Short task
Repeat the records word for word, excluding any picture.

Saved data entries
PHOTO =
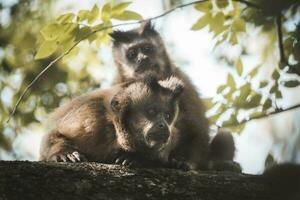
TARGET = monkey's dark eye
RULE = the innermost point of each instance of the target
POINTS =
(147, 49)
(132, 53)
(167, 116)
(151, 112)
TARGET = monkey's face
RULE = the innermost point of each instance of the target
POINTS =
(152, 120)
(149, 115)
(139, 51)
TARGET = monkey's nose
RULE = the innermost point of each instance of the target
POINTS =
(162, 126)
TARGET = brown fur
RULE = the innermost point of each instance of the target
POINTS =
(193, 146)
(96, 125)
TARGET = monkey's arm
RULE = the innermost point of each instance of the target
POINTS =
(221, 153)
(56, 147)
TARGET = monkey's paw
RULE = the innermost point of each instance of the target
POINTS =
(126, 160)
(179, 165)
(68, 157)
(225, 166)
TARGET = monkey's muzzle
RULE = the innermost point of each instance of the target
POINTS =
(158, 135)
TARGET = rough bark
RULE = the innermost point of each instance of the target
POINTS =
(40, 180)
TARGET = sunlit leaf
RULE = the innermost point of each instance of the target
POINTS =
(275, 75)
(221, 88)
(65, 18)
(232, 121)
(128, 15)
(263, 84)
(230, 81)
(238, 25)
(292, 83)
(106, 12)
(278, 94)
(222, 3)
(51, 31)
(239, 67)
(267, 104)
(253, 72)
(46, 49)
(233, 38)
(256, 115)
(93, 15)
(119, 8)
(202, 22)
(204, 6)
(83, 15)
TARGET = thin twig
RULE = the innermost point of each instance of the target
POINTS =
(102, 29)
(280, 39)
(277, 111)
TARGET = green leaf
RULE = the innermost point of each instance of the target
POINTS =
(93, 15)
(278, 94)
(82, 32)
(46, 49)
(204, 6)
(83, 15)
(233, 38)
(255, 100)
(239, 67)
(51, 31)
(267, 104)
(232, 121)
(202, 22)
(256, 115)
(291, 84)
(231, 82)
(128, 15)
(274, 88)
(245, 91)
(221, 88)
(275, 75)
(222, 3)
(65, 18)
(263, 84)
(253, 72)
(106, 12)
(217, 24)
(238, 25)
(119, 8)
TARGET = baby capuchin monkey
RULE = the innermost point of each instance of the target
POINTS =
(129, 124)
(140, 51)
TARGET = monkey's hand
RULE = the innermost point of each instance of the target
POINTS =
(176, 164)
(126, 160)
(226, 165)
(74, 156)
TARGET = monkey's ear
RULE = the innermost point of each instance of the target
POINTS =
(147, 28)
(175, 85)
(151, 81)
(115, 105)
(119, 103)
(120, 36)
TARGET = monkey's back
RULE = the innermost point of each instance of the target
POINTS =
(85, 124)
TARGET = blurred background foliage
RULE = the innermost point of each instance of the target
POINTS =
(32, 36)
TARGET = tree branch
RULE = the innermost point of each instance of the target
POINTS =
(277, 111)
(102, 29)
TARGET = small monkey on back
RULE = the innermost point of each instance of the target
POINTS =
(128, 124)
(140, 51)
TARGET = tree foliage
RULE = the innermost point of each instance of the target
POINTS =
(245, 95)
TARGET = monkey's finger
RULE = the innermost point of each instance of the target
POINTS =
(125, 162)
(77, 156)
(62, 158)
(119, 160)
(71, 158)
(54, 159)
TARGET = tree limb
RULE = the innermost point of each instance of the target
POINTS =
(102, 29)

Finished answer
PHOTO =
TARGET = monkey's dark eye
RULE = the innermost point of each instance of the target
POINTS =
(147, 49)
(132, 53)
(167, 116)
(151, 112)
TARGET = monkey's face
RULE = the innermost point of each instance of the target
POINTS =
(152, 120)
(149, 115)
(139, 51)
TARGET = monkey's nose
RULE = the innermost point of each instance of the target
POINTS =
(162, 126)
TARGET = brown fur
RULE = the innermost point of each instance of the target
POINTS =
(193, 146)
(96, 125)
TARGET = monkey's arm
RULE = the innermost point of each instance of the target
POINTS =
(221, 153)
(56, 147)
TARGET = monkey's paw
RULE = the innermost point of each instance of the target
POINTS =
(126, 160)
(179, 165)
(68, 157)
(225, 166)
TARGET = monkey's muzzle
RULE = the innermost point of each instance of the target
POINTS =
(158, 135)
TARGET = rough bark
RULE = the innermost point of each instance of the target
POINTS =
(40, 180)
TARGET = sunlit leaf
RULE = the innermost point of each instance of the target
POINTS =
(275, 75)
(221, 88)
(65, 18)
(232, 121)
(128, 15)
(263, 84)
(230, 81)
(238, 25)
(292, 83)
(106, 12)
(278, 94)
(222, 3)
(51, 31)
(239, 67)
(267, 104)
(253, 72)
(46, 49)
(233, 38)
(256, 115)
(93, 15)
(119, 8)
(202, 22)
(204, 6)
(83, 15)
TARGET = thin twig
RULE = the innermost point of each instance of the target
POINTS =
(102, 29)
(280, 39)
(277, 111)
TARGET = green leaf
RULE = the innermost point of each instance of the target
POINTS =
(93, 15)
(278, 94)
(82, 32)
(46, 49)
(204, 6)
(83, 15)
(233, 38)
(255, 100)
(239, 67)
(51, 31)
(267, 104)
(232, 121)
(202, 22)
(256, 115)
(291, 84)
(231, 82)
(128, 15)
(274, 88)
(245, 91)
(221, 88)
(275, 75)
(222, 3)
(65, 18)
(263, 84)
(253, 72)
(106, 12)
(217, 24)
(238, 25)
(119, 8)
TARGET = baby capuchin monkey
RULE = the innermost point of each instance of the target
POINTS =
(129, 124)
(140, 51)
TARGET = monkey's hand
RULE = the innermost point of each instance of the target
POINTS =
(176, 164)
(126, 160)
(226, 165)
(74, 156)
TARGET = monkey's ear
RULE = the innermost point of each instance of the target
POINTS =
(147, 28)
(175, 85)
(151, 81)
(115, 105)
(119, 103)
(120, 36)
TARGET = monkey's back
RULE = the innermost point of each instance of the target
POINTS =
(85, 124)
TARGET = blurred background foliage
RULE = the innermost point of each instance of the target
POINTS =
(32, 36)
TARGET = tree branch
RULE = the innermost point of each instance of the target
POINTS =
(277, 111)
(102, 29)
TARGET = small monkey on back
RULE = the innermost point of each instance of the target
POINTS =
(128, 124)
(140, 51)
TARGET = tree foliage
RULE = the innermost point of each instance of the target
POINTS =
(245, 95)
TARGET = monkey's finger
RULE = the innermost point of each instance of the target
POINTS =
(125, 162)
(77, 156)
(62, 158)
(119, 160)
(71, 158)
(54, 159)
TARGET = tree limb
RULE = the innermost point of each instance of the target
POINTS =
(102, 29)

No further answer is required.